### Short problem
Rewrite the records from the line containing "like x=114, y=707." through the line containing "x=1374, y=700" as a numbered list, both of those lines included and any blank lines dropped.

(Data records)
....

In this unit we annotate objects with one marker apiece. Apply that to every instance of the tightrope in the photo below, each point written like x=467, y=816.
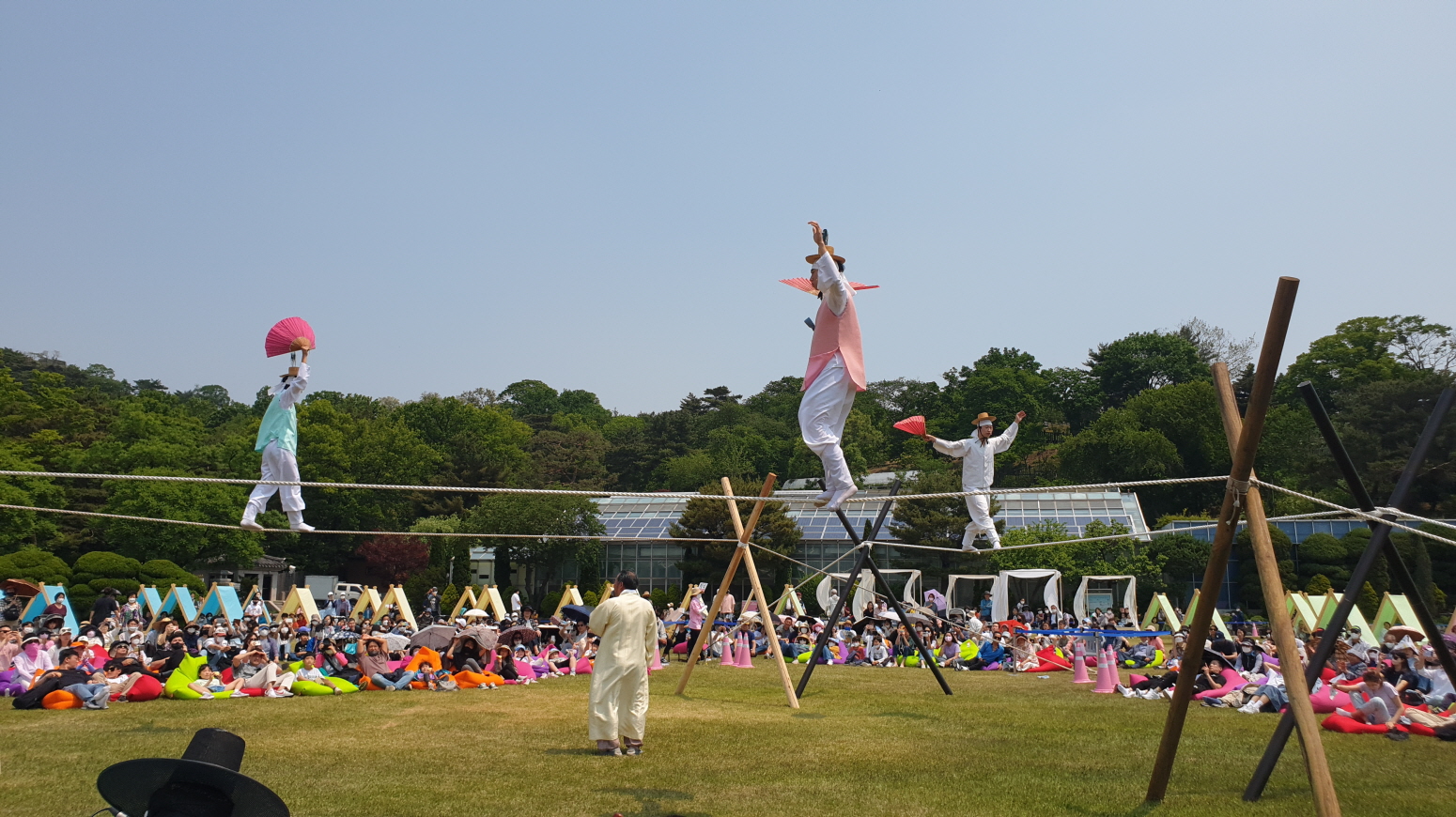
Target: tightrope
x=608, y=494
x=213, y=525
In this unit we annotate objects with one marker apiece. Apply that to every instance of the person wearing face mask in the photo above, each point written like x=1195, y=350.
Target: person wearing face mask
x=31, y=661
x=278, y=443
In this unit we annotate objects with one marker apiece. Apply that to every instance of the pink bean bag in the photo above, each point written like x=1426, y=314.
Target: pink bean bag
x=1232, y=681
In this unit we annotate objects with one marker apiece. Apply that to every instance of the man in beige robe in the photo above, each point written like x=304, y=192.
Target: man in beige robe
x=627, y=625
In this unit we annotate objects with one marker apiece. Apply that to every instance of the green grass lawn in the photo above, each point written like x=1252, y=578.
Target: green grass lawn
x=865, y=742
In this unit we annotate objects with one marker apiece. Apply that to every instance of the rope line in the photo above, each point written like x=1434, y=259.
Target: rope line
x=606, y=494
x=1355, y=512
x=357, y=532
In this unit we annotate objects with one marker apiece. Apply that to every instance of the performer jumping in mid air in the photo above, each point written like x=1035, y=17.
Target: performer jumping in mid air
x=979, y=470
x=278, y=441
x=836, y=372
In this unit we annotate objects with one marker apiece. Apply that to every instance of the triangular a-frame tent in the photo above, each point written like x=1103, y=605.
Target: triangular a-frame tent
x=44, y=600
x=1302, y=612
x=368, y=602
x=1355, y=619
x=151, y=600
x=256, y=593
x=1394, y=610
x=492, y=594
x=301, y=602
x=396, y=596
x=1161, y=605
x=465, y=602
x=1217, y=619
x=179, y=599
x=568, y=596
x=222, y=600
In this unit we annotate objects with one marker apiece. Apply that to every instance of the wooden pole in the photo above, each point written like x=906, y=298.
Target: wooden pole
x=1326, y=803
x=1233, y=500
x=728, y=576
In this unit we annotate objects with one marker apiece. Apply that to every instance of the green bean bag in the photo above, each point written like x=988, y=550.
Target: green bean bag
x=177, y=686
x=309, y=687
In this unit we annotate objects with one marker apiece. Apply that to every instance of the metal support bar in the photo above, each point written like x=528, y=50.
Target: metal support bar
x=1379, y=541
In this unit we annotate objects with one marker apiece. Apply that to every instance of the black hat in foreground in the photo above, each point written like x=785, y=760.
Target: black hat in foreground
x=204, y=781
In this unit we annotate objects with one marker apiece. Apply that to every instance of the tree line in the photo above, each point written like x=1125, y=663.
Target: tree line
x=1140, y=408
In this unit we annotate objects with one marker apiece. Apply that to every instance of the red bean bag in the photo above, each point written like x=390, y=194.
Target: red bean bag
x=60, y=700
x=146, y=687
x=471, y=681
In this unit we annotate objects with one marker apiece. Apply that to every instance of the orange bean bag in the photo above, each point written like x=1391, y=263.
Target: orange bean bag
x=471, y=681
x=146, y=687
x=60, y=700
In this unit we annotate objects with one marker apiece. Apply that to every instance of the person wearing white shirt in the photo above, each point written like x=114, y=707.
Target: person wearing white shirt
x=834, y=375
x=278, y=441
x=979, y=472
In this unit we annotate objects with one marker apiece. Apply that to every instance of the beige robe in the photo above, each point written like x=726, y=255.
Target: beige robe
x=617, y=703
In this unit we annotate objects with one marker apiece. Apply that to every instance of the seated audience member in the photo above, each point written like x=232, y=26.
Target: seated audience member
x=312, y=673
x=259, y=673
x=209, y=686
x=375, y=666
x=1374, y=700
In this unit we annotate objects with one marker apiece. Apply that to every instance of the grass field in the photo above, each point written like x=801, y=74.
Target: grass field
x=865, y=742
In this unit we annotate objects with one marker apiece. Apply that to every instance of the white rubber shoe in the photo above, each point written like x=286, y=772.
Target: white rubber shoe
x=839, y=499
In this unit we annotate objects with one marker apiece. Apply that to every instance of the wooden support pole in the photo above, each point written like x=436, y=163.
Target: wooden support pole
x=765, y=615
x=1326, y=803
x=1233, y=500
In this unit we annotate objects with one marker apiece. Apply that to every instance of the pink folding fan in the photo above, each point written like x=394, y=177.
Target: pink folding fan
x=913, y=425
x=805, y=285
x=287, y=335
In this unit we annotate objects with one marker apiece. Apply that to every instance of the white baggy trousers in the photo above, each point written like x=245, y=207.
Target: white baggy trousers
x=281, y=465
x=823, y=412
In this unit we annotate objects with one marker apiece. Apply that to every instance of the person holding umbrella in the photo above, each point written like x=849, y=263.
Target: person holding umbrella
x=627, y=625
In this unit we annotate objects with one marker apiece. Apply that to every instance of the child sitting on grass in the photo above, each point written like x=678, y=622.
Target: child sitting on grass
x=310, y=673
x=209, y=685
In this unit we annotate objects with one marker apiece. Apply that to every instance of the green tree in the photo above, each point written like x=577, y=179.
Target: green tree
x=708, y=518
x=1143, y=360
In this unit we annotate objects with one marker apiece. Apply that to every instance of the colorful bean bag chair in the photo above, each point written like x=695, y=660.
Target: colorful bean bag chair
x=146, y=687
x=187, y=673
x=60, y=700
x=469, y=681
x=1232, y=681
x=310, y=687
x=1350, y=726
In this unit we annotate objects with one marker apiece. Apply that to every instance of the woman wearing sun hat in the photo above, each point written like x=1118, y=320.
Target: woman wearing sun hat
x=979, y=470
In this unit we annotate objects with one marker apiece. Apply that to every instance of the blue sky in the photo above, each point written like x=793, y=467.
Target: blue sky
x=603, y=195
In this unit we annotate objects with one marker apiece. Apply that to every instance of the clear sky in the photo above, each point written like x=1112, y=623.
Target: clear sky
x=601, y=195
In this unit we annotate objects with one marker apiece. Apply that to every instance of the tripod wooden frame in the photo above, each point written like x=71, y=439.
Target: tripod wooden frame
x=743, y=555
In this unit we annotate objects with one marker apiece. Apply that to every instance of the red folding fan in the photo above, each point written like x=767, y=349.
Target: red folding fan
x=288, y=335
x=912, y=425
x=805, y=285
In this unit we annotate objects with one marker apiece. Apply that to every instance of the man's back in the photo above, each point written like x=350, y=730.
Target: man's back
x=627, y=629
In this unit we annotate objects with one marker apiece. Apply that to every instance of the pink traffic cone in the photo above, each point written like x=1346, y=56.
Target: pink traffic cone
x=746, y=655
x=1106, y=674
x=1079, y=663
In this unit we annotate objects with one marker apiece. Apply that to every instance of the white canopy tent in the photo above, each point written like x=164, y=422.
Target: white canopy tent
x=974, y=603
x=838, y=581
x=1079, y=602
x=1050, y=594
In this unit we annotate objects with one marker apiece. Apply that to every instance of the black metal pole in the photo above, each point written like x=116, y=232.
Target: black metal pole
x=925, y=653
x=1379, y=541
x=833, y=619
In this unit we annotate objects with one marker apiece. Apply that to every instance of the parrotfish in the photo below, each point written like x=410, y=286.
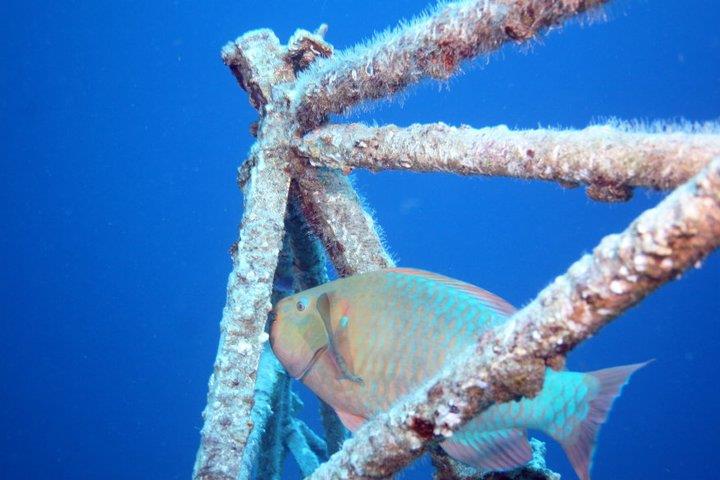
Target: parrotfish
x=362, y=342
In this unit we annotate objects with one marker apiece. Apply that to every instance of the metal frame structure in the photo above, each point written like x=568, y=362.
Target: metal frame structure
x=299, y=206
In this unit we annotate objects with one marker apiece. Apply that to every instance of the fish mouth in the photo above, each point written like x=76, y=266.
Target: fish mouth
x=312, y=362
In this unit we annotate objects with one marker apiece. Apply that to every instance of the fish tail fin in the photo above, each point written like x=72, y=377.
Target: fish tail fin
x=579, y=442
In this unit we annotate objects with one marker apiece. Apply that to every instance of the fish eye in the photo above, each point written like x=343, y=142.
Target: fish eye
x=301, y=305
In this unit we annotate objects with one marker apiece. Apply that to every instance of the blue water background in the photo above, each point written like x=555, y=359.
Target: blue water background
x=121, y=131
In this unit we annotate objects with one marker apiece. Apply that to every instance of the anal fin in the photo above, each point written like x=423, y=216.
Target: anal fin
x=351, y=421
x=493, y=450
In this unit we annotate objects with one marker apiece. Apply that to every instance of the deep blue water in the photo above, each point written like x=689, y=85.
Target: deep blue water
x=121, y=131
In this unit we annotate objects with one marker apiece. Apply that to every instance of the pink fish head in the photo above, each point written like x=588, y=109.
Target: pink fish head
x=297, y=333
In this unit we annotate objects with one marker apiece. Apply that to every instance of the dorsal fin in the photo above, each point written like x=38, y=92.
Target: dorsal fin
x=491, y=450
x=496, y=303
x=324, y=308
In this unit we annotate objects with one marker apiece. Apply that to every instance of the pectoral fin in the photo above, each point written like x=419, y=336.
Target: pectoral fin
x=324, y=306
x=352, y=422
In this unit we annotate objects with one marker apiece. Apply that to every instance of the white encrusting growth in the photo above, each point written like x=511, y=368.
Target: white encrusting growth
x=609, y=159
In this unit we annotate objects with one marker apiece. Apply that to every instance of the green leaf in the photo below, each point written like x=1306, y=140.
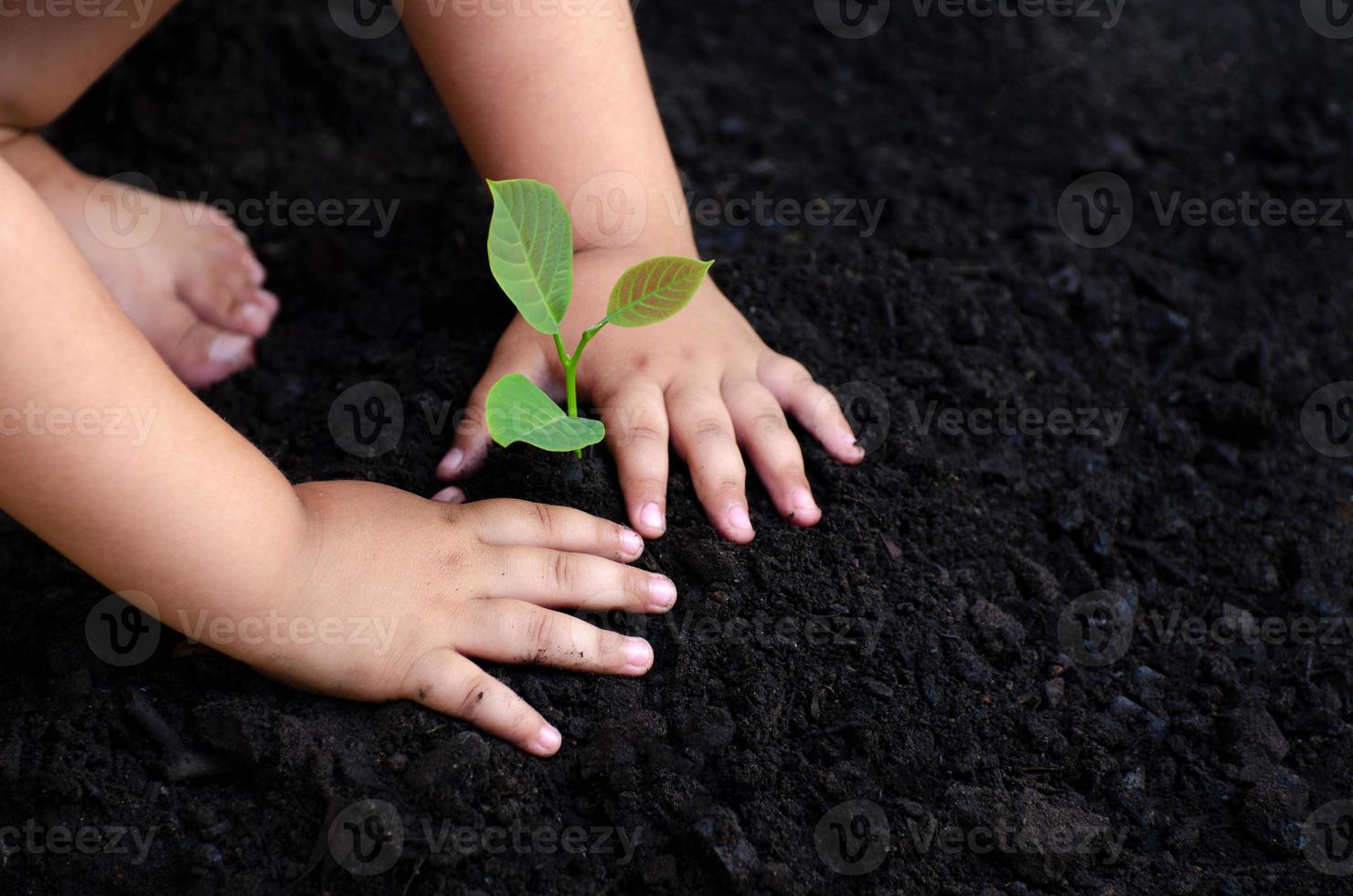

....

### Answer
1. In this unit we annotate objects with one marker apiece. Apply that to every instance of the person wearing white shirt in the photo above, each point written like x=114, y=707.
2. Target: person wearing white shirt
3. x=834, y=375
4. x=278, y=441
5. x=979, y=472
6. In this unit we annotate objects with one marker apiece. Apply that to every instance of the beige robe in the photo above, each point written like x=726, y=255.
7. Target: beige robe
8. x=617, y=703
9. In this unit we annotate objects with one marker apiece. Apply that to every instance of the seated audience member in the photo above, each point written like x=232, y=26.
10. Target: seated audience member
11. x=312, y=673
12. x=259, y=673
13. x=209, y=686
14. x=375, y=666
15. x=1374, y=700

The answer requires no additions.